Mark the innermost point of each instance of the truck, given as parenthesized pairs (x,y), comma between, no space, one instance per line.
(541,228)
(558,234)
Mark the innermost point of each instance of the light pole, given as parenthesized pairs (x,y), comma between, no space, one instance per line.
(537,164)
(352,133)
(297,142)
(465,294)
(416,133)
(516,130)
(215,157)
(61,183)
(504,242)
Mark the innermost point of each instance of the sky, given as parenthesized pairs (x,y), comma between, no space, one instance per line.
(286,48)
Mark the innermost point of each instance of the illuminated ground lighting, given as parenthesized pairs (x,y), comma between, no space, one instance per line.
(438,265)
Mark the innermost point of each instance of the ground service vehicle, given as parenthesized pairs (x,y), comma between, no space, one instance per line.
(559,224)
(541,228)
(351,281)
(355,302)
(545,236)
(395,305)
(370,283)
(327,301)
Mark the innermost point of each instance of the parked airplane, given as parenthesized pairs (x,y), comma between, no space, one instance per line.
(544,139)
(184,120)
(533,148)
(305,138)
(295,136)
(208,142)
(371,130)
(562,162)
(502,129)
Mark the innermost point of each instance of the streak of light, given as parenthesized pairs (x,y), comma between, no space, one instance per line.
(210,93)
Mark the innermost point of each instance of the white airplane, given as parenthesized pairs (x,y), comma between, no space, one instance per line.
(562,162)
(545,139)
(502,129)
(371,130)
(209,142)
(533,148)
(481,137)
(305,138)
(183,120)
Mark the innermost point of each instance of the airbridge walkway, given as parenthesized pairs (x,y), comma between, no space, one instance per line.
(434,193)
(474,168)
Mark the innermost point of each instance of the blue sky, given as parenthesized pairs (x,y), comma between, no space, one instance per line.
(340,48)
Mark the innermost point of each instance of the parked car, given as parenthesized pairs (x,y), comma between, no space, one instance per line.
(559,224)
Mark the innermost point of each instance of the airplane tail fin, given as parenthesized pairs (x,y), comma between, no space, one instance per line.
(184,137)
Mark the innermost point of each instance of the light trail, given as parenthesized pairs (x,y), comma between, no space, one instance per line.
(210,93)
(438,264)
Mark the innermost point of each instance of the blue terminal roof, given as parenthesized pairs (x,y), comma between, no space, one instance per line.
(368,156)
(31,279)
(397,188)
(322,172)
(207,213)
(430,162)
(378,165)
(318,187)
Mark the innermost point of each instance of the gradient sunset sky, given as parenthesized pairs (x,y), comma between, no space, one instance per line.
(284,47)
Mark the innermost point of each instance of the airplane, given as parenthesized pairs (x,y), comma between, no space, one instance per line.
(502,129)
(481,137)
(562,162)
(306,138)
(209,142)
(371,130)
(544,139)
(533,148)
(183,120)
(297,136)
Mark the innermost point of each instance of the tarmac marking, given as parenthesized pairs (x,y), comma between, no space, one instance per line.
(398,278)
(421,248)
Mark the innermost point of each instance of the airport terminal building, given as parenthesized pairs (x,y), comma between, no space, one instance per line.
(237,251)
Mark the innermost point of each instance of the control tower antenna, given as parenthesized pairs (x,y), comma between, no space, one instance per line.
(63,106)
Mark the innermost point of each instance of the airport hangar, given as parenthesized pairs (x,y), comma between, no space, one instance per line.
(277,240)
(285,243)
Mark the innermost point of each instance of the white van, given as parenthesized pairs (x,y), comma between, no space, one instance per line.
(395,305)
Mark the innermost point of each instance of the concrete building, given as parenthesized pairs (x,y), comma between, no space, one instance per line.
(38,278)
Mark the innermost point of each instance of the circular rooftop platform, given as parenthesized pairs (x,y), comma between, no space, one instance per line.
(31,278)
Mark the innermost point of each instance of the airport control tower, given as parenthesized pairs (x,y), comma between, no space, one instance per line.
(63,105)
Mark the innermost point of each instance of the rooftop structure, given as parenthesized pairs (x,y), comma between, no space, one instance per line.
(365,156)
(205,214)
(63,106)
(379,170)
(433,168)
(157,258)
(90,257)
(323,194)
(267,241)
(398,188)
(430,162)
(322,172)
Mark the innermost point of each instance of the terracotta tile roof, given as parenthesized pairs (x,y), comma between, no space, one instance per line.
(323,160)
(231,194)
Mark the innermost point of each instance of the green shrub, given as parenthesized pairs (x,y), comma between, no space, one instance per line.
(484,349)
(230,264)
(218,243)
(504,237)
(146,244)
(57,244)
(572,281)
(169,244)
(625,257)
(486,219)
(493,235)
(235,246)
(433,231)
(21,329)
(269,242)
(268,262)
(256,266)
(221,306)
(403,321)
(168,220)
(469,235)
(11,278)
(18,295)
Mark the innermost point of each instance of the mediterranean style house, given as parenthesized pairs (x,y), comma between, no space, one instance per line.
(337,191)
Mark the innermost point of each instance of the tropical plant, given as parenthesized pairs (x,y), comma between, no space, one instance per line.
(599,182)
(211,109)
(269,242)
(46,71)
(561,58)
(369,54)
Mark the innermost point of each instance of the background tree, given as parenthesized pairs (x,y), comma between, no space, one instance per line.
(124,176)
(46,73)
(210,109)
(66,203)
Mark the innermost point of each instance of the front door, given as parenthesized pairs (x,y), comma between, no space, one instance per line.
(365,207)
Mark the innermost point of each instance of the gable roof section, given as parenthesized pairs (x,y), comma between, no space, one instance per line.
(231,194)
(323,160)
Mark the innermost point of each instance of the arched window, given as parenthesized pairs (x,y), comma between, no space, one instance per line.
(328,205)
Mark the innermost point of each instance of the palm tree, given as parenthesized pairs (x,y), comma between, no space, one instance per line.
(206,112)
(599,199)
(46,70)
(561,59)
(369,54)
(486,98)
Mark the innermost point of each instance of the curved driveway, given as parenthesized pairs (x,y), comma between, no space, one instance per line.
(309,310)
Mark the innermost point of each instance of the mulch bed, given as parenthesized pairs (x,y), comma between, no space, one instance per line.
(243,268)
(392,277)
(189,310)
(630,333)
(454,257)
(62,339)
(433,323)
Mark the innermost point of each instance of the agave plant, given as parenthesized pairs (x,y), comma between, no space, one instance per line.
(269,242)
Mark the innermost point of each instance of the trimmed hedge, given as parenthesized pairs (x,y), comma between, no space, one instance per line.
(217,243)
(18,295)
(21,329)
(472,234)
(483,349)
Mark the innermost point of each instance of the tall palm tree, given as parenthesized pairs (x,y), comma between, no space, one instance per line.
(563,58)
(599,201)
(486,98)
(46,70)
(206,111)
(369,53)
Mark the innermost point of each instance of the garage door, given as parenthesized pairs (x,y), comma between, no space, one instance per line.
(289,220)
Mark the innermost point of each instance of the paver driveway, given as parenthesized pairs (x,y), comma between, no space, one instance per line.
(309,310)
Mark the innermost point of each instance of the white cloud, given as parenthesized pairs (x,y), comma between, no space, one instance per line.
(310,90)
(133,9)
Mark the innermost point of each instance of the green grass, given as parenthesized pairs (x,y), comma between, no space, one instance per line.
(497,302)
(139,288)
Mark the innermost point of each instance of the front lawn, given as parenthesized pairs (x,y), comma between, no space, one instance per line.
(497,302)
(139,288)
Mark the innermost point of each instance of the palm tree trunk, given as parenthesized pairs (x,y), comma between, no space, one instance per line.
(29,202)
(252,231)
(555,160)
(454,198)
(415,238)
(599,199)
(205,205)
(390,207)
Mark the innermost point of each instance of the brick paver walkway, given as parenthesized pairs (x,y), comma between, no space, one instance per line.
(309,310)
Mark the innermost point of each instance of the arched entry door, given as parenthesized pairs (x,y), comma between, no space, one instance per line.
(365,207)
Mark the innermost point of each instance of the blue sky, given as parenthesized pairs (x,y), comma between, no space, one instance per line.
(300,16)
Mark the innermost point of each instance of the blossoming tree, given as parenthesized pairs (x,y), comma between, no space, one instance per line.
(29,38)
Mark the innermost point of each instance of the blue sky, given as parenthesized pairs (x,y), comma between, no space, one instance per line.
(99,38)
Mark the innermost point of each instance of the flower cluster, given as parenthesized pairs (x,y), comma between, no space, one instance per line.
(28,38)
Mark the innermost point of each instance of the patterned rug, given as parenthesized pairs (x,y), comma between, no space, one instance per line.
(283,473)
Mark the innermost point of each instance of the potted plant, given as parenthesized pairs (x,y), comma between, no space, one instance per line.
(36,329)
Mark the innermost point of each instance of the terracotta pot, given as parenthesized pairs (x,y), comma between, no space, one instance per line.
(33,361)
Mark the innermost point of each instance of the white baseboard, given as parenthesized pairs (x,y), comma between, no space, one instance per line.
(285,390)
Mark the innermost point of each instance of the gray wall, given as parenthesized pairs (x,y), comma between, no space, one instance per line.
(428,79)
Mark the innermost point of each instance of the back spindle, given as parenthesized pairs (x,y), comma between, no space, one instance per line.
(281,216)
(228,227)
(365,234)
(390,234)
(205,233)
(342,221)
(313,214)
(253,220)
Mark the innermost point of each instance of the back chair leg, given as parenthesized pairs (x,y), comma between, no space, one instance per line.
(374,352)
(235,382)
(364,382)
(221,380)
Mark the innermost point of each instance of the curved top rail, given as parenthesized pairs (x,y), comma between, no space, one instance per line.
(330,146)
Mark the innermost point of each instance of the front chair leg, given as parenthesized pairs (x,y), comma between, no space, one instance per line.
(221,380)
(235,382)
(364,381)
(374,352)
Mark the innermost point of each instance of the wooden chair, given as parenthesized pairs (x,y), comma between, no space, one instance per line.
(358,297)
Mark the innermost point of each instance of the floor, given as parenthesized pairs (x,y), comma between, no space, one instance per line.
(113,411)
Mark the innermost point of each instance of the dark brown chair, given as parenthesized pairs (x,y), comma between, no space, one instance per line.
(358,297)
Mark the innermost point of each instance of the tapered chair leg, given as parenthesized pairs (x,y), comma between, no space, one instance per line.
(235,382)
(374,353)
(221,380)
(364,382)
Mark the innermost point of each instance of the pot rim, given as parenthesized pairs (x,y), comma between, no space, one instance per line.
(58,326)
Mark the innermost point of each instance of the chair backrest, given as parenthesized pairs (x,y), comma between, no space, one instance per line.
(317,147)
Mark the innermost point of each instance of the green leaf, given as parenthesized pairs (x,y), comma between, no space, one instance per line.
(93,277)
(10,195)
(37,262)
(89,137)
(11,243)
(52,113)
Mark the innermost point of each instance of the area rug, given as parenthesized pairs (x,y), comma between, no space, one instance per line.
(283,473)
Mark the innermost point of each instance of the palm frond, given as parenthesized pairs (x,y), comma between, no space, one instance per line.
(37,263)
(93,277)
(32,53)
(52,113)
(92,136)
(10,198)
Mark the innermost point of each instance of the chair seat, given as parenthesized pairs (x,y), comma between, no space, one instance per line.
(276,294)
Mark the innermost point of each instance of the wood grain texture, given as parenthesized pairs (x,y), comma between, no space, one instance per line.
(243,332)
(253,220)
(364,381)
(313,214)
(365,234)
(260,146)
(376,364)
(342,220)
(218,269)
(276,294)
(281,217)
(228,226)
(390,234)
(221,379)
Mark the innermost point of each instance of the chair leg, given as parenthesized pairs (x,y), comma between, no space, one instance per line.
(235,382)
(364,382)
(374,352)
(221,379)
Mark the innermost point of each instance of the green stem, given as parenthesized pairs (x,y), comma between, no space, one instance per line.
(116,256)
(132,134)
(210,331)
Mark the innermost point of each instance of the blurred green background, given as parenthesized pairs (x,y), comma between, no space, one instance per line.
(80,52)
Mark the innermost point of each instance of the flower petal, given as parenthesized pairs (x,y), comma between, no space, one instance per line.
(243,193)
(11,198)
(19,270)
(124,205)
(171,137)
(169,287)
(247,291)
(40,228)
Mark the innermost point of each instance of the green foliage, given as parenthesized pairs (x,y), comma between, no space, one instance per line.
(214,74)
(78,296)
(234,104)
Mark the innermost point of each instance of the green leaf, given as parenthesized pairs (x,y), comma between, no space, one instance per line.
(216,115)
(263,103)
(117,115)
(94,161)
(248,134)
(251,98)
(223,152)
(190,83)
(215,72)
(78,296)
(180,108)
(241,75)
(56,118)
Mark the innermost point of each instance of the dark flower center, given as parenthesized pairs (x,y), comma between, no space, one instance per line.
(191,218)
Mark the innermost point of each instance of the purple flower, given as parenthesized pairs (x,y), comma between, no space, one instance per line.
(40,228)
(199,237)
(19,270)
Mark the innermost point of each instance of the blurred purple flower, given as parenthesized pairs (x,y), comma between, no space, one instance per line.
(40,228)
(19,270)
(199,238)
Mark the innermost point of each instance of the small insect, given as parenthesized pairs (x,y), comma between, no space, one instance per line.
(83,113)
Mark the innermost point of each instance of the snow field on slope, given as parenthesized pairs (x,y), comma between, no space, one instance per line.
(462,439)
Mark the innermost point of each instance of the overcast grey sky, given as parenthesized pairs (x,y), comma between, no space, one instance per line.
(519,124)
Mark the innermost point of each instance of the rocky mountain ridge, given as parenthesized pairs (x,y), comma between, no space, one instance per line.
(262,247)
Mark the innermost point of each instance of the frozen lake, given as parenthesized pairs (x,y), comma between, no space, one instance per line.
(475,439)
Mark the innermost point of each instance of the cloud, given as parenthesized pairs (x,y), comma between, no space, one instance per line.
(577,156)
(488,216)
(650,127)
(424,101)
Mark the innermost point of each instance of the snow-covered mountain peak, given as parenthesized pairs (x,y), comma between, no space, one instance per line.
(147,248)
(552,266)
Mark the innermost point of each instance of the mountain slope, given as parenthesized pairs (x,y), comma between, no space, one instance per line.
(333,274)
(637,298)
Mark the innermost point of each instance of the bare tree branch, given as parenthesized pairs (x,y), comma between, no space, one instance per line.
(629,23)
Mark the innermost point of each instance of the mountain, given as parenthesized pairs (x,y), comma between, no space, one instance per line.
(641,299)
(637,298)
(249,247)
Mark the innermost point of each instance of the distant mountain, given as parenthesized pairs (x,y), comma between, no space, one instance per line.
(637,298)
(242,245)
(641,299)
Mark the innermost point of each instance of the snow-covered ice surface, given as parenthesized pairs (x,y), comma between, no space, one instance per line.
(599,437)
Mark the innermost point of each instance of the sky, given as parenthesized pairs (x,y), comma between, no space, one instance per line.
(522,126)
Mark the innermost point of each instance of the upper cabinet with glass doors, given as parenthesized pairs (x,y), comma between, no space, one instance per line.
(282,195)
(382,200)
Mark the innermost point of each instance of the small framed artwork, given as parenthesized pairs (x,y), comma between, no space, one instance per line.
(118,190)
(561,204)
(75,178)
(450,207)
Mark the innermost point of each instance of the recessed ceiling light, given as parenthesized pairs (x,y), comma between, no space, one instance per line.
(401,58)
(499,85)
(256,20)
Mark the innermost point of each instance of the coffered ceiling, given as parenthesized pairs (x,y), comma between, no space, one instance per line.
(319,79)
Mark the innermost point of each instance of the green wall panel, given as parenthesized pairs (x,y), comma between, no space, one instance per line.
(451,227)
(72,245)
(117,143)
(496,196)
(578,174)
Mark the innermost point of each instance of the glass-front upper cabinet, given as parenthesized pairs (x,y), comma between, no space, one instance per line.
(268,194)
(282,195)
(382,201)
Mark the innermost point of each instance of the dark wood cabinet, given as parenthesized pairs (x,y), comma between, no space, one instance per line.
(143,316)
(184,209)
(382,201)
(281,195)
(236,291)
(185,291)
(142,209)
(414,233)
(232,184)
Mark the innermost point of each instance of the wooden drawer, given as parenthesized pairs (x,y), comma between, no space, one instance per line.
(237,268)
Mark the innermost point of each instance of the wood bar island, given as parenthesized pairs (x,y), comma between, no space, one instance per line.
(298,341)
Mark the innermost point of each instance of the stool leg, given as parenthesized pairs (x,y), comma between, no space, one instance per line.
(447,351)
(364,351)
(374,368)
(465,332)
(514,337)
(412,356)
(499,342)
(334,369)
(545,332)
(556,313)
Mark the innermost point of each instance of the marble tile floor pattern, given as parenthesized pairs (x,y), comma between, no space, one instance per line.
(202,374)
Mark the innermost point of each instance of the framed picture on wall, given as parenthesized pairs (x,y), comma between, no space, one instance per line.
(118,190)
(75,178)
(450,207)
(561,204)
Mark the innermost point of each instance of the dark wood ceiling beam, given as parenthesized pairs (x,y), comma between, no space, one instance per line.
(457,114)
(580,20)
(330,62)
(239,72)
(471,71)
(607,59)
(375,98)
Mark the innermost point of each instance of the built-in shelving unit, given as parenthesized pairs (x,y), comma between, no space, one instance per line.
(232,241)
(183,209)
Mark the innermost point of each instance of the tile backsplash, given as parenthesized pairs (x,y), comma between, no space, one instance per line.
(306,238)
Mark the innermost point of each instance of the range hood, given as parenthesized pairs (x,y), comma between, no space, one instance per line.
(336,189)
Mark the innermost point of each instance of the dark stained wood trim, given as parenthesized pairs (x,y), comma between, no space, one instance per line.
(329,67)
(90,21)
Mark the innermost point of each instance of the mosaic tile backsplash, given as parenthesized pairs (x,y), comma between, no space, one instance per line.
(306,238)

········

■ **REQUIRED WORK**:
Starting from the line containing "Mark the innermost point of each instance of the range", repeat each line through the end of the entries, exactly.

■ **EXERCISE RESULT**:
Mark the innermost point of each instance of the range hood, given as parenthesized pairs (x,y), comma between, no space, one instance per line.
(336,189)
Mark the innermost point of each instance of the dark stained wood trim, given as parenthesized pairs (x,y), comma between, no space, one instance per line.
(329,67)
(90,21)
Mark the innermost point of each instance of the mosaic tile backsplash, given as parenthesized pairs (x,y), comma between, no space, one instance per line.
(306,238)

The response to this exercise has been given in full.